• [Required work] Could you copy each line of the entries that contains "chair"?

Start of Provided information

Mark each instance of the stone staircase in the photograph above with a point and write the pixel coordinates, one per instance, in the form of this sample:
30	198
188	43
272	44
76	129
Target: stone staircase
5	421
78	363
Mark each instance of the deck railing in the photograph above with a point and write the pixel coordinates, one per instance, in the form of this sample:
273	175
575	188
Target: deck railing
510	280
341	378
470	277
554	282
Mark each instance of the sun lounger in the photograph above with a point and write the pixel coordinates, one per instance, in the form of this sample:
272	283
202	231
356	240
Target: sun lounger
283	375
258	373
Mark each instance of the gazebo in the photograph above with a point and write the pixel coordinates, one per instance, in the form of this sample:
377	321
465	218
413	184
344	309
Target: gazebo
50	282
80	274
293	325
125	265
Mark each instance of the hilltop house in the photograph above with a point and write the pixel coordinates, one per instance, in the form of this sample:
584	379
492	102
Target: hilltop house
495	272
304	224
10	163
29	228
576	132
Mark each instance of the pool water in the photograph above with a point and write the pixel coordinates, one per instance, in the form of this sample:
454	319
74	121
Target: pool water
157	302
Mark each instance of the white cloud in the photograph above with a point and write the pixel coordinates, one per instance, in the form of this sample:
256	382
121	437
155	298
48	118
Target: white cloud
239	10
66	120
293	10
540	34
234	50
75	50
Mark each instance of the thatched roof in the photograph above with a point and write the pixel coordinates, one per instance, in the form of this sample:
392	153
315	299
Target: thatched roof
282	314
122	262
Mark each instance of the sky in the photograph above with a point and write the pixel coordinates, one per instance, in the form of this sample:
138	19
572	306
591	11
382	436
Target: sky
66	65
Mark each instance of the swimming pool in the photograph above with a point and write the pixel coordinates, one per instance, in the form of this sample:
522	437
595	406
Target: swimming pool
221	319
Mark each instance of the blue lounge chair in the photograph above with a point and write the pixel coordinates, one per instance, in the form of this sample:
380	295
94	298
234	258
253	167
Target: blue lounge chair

End of Provided information

• [Result of the task]
Mark each instance of the blue lounge chair in the photograph above with a point and write the pixel coordinates, one per instance, in the form of this sample:
Target: blue lounge chair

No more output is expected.